#### [Texte fourni]
Grande Encyclopédie Larousse 1971-1976Éd. 1971-1976
S

Sardaigne (suite)

Vainement attaquée par la flotte française du cardinal de Sourdis en 1637, occupée en 1708 par les Anglais, hostiles à Louis XIV et à Philippe V d’Espagne, officiellement attribuée aux Habsbourg d’Autriche par le traité de Rastatt de 1714, la Sardaigne est finalement abandonnée en 1718 par le traité de Londres au duc de Savoie Victor-Amédée II en échange de la Sicile, mais contre l’octroi d’une couronne royale, ce qui permet à ce dernier de s’égaler désormais aux plus grands princes d’Europe. Le nouveau roi prend possession de l’île en septembre 1720.


La Sardaigne contemporaine

L’île est, de 1799 à 1814, le refuge des descendants de Victor-Amédée II, qui y abrogent la féodalité en 1835, mais qui ne peuvent lutter contre l’extension du système latifundiaire qui l’appauvrit. Elle est rattachée politiquement au Piémont en 1848 avant d’être incorporée au royaume d’Italie en 1861. En février 1948, elle est érigée en région autonome pourvue d’un gouvernement désigné par une assemblée régionale élue. Ainsi se trouvent créées les conditions favorables à la mise en place d’un programme économique destiné à moderniser l’appareil de production et à améliorer les conditions de vie des populations sardes.

P. T.


L’art en Sardaigne

À partir du IIe millénaire av. J.-C. fleurissent en Sardaigne une série de cultures qu’on englobe sous le nom de civilisation « nuragique ». Les nuraghi, longtemps considérés comme des tombes, sont en réalité des habitations fortifiées ; en forme de tours, ils sont construits au moyen d’énormes blocs de pierre souvent d’origine volcanique. On en connaît environ sept mille disséminés sur tout le territoire sarde, mais ils sont particulièrement nombreux entre Sassari et Oristano. De la même époque date un art plastique particulier, de petits bronzes votifs trouvés dans les tombes ou dans les restes d’habitations, qui nous donnent l’image d’un peuple guerrier, rude et austère (Musée national archéologique de Cagliari).

[Données de pointage : enregistrements]
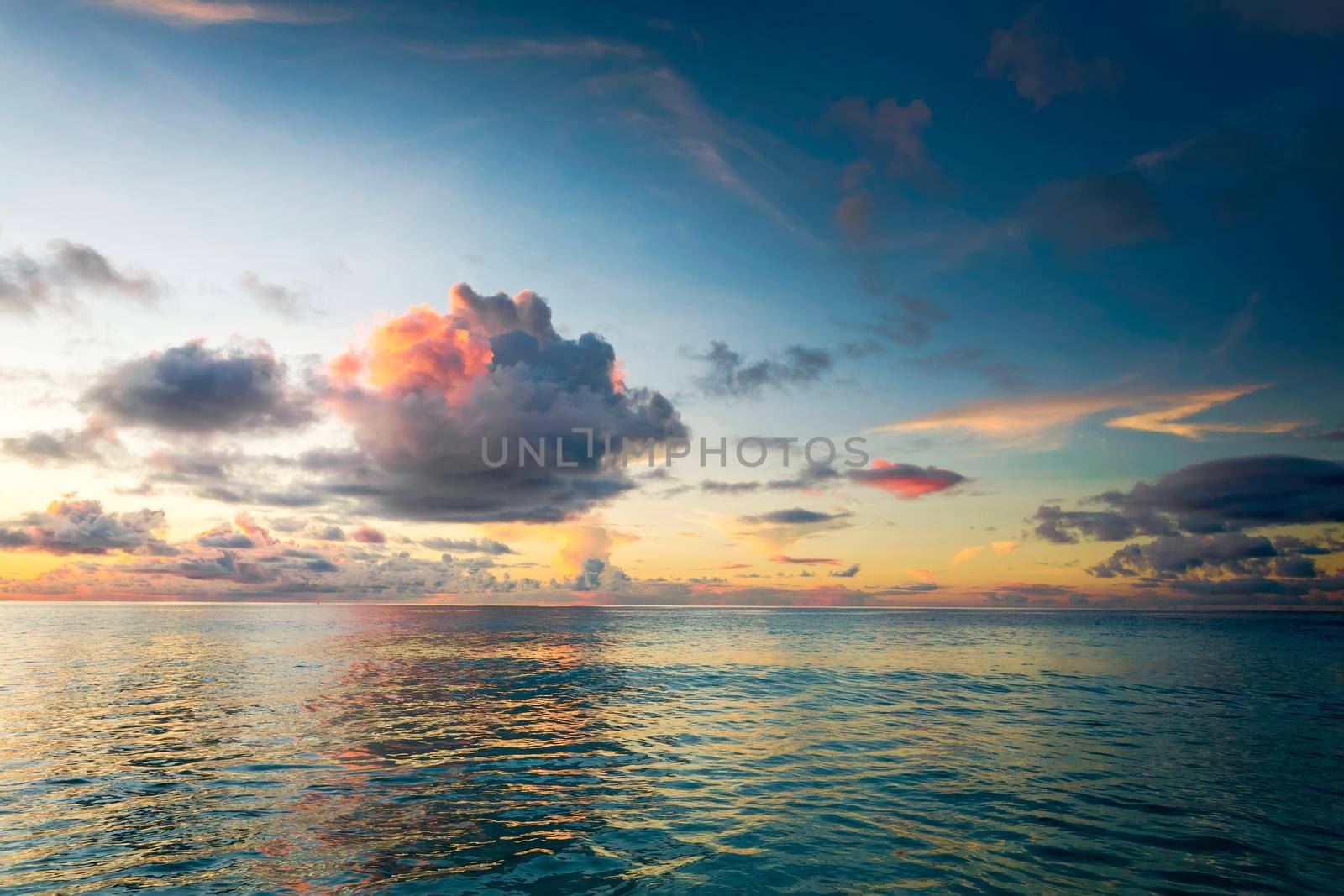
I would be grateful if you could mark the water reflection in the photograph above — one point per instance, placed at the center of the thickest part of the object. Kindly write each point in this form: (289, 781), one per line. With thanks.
(407, 750)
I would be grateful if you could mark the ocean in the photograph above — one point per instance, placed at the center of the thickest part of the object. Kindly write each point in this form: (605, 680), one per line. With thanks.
(281, 748)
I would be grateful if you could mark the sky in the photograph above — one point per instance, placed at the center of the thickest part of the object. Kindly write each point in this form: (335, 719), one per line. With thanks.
(1058, 282)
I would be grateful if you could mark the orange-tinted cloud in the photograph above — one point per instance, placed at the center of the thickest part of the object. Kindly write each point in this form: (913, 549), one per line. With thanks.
(907, 479)
(1037, 416)
(785, 558)
(219, 13)
(967, 553)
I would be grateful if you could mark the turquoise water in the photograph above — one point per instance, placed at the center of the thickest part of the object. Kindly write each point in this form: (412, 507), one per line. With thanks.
(423, 750)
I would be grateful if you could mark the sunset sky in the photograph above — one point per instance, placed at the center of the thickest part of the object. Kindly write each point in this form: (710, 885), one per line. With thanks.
(270, 271)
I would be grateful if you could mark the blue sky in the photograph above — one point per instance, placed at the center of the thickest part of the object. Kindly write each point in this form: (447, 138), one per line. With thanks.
(971, 203)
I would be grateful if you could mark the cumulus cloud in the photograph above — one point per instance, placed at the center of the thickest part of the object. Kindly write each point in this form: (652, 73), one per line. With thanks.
(907, 322)
(84, 527)
(730, 376)
(468, 546)
(1198, 516)
(777, 530)
(369, 535)
(69, 271)
(1095, 211)
(1216, 496)
(1241, 492)
(790, 560)
(600, 575)
(1039, 65)
(286, 302)
(192, 389)
(430, 390)
(907, 481)
(1175, 555)
(890, 132)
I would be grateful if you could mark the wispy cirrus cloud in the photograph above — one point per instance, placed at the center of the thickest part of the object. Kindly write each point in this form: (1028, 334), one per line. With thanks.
(1034, 417)
(223, 13)
(1039, 65)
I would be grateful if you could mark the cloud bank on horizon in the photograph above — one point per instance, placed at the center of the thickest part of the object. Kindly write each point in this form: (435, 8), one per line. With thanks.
(1012, 324)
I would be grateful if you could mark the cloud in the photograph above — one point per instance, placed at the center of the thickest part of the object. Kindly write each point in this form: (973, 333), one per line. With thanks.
(965, 553)
(1289, 16)
(890, 132)
(575, 49)
(909, 322)
(1206, 499)
(69, 271)
(783, 528)
(1242, 492)
(288, 304)
(468, 546)
(1063, 527)
(907, 479)
(788, 560)
(221, 13)
(1263, 163)
(369, 535)
(1097, 211)
(1037, 416)
(855, 217)
(84, 527)
(979, 360)
(1039, 65)
(192, 389)
(600, 575)
(429, 396)
(1223, 553)
(664, 103)
(730, 376)
(92, 443)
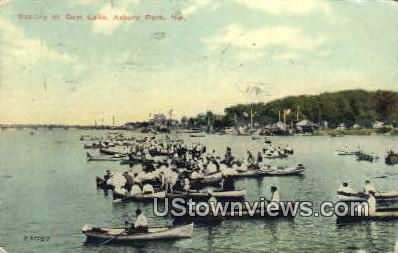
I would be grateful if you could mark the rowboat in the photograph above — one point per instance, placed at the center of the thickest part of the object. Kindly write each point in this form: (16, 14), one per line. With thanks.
(197, 135)
(206, 194)
(361, 196)
(104, 158)
(103, 185)
(249, 173)
(141, 197)
(108, 151)
(244, 214)
(118, 235)
(346, 152)
(391, 158)
(213, 179)
(366, 157)
(285, 171)
(380, 214)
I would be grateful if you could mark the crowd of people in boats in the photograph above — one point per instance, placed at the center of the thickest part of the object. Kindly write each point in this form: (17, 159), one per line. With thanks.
(176, 167)
(172, 168)
(390, 159)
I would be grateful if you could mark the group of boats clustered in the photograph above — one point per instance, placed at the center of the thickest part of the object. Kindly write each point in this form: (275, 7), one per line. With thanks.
(172, 169)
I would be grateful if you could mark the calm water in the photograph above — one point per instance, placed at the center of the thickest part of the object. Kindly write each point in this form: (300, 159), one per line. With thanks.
(48, 189)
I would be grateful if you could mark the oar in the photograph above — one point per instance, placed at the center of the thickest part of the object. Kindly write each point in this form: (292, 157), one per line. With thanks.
(115, 237)
(111, 239)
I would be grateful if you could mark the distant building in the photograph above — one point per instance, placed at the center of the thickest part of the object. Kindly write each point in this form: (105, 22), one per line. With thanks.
(159, 120)
(380, 124)
(341, 126)
(305, 126)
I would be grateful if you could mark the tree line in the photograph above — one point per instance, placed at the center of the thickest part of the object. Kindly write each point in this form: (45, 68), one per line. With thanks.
(349, 107)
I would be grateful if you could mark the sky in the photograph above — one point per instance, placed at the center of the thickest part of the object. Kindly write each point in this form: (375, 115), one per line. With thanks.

#### [Tâche]
Veuillez recopier l'extrait de l'article sur la Sardaigne qui commence à "À partir du" et se termine à "archéologique de Cagliari).", en remplaçant "habitations fortifiées" par "demeures fortifiées".

#### [Résultat]
À partir du IIe millénaire av. J.-C. fleurissent en Sardaigne une série de cultures qu’on englobe sous le nom de civilisation « nuragique ». Les nuraghi, longtemps considérés comme des tombes, sont en réalité des demeures fortifiées ; en forme de tours, ils sont construits au moyen d’énormes blocs de pierre souvent d’origine volcanique. On en connaît environ sept mille disséminés sur tout le territoire sarde, mais ils sont particulièrement nombreux entre Sassari et Oristano. De la même époque date un art plastique particulier, de petits bronzes votifs trouvés dans les tombes ou dans les restes d’habitations, qui nous donnent l’image d’un peuple guerrier, rude et austère (Musée national archéologique de Cagliari).